* _EXCERPTED TEXT_:
§ §

Lisson Gallery, London
19 May – 24 June 2017
by MATTHEW RUDMAN
The blank stare of a giant Homer Simpson; a gurning Mickey Mouse; a half-erased Batman cowl: this is the vocabulary of Joyce Pensato (b1941), the born-and-bred Brooklyn artist who for the past 30 years has been creating eerie and explosive large-scale portraits of cartoon characters and cultural icons, marrying pop art sensibilities with abstract expressionist-inspired execution. FORGETTABOUT IT, her second exhibition at the Lisson Gallery, is exclusively made up of Pensato’s 2017 output, revealing an artist still working intensively and experimenting with subtle shifts in her well-established style.
Pensato was a graduate of the New York Studio School of Drawing, Painting and Sculpture in the 1970s, where she was tutored by influential artists Mercedes Matter and Joan Mitchell. Pensato rebelled against the school’s strict focus on still life and figurative drawing, with discarded toys and comic books replacing apples and pears on her canvases. Throughout her career Pensato’s eye has been drawn to the cultural touchstones and abandoned ephemera of a quintessentially American childhood, and boasts an enormous collection of plush toys, models and statuettes of cartoon characters and mascots in her East Williamsburg studio.

§ §

* _EXERCISE TASKS_:
A. In the review of the Joyce Pensato exhibition, which two artists tutored Pensato at the New York Studio School?
B. Reproduce the stretch of the Pensato review from "Lisson Gallery, London" through "her well-established style.".

Data pulled from a collection
§ §

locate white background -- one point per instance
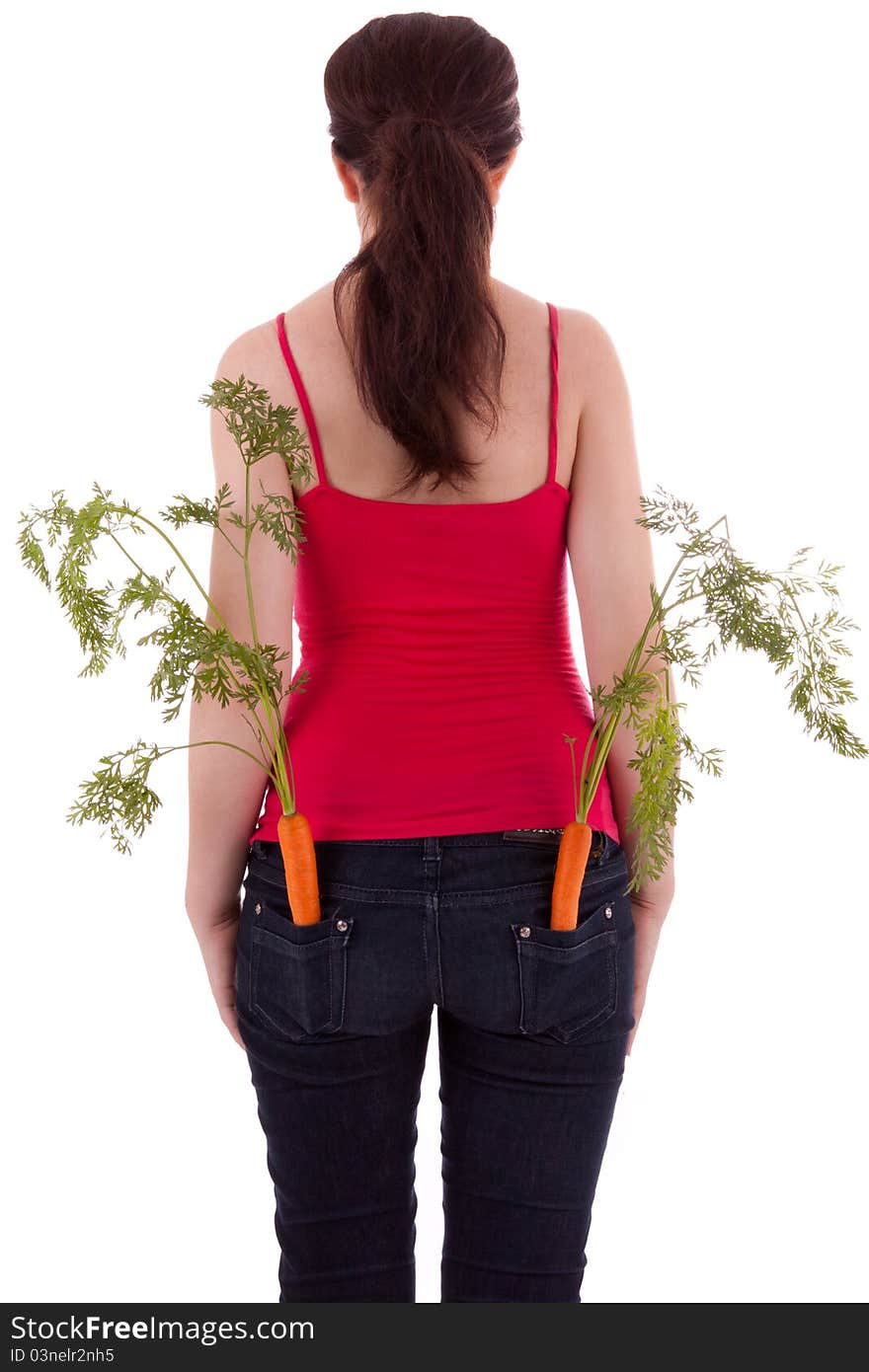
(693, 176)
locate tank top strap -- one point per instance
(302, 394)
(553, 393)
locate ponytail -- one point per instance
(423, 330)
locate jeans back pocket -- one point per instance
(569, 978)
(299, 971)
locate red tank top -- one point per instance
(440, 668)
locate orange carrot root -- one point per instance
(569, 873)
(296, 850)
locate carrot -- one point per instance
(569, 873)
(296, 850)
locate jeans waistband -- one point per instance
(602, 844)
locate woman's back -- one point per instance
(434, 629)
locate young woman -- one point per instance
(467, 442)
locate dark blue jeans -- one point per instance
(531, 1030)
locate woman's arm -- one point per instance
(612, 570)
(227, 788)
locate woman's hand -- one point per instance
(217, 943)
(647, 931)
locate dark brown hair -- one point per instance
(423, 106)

§ §

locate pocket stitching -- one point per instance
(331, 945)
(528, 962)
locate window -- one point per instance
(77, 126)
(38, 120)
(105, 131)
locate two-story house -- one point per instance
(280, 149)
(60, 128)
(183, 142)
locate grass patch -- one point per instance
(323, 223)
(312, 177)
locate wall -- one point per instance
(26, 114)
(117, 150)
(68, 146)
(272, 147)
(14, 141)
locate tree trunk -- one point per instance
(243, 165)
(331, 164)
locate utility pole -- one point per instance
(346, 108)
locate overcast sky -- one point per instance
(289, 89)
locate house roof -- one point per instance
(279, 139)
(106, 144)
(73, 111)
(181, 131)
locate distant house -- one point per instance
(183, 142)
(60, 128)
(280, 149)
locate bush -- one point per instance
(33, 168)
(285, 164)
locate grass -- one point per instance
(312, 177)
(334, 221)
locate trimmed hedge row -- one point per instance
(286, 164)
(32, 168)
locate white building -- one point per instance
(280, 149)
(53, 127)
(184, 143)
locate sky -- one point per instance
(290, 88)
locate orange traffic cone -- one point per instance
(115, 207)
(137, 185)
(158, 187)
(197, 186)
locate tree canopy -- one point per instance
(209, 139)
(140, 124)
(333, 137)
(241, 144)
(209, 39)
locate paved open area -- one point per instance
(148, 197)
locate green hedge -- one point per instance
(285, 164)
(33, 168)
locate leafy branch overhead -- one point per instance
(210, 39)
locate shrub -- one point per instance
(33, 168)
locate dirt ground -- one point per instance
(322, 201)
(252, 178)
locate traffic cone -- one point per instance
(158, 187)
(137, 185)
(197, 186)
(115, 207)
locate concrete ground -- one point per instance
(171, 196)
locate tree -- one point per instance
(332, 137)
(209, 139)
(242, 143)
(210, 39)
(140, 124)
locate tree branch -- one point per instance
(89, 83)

§ §

* _ANSWERS PROVIDED_:
A. Mercedes Matter and Joan Mitchell

B.
Lisson Gallery, London
19 May – 24 June 2017
by MATTHEW RUDMAN
The blank stare of a giant Homer Simpson; a gurning Mickey Mouse; a half-erased Batman cowl: this is the vocabulary of Joyce Pensato (b1941), the born-and-bred Brooklyn artist who for the past 30 years has been creating eerie and explosive large-scale portraits of cartoon characters and cultural icons, marrying pop art sensibilities with abstract expressionist-inspired execution. FORGETTABOUT IT, her second exhibition at the Lisson Gallery, is exclusively made up of Pensato’s 2017 output, revealing an artist still working intensively and experimenting with subtle shifts in her well-established style.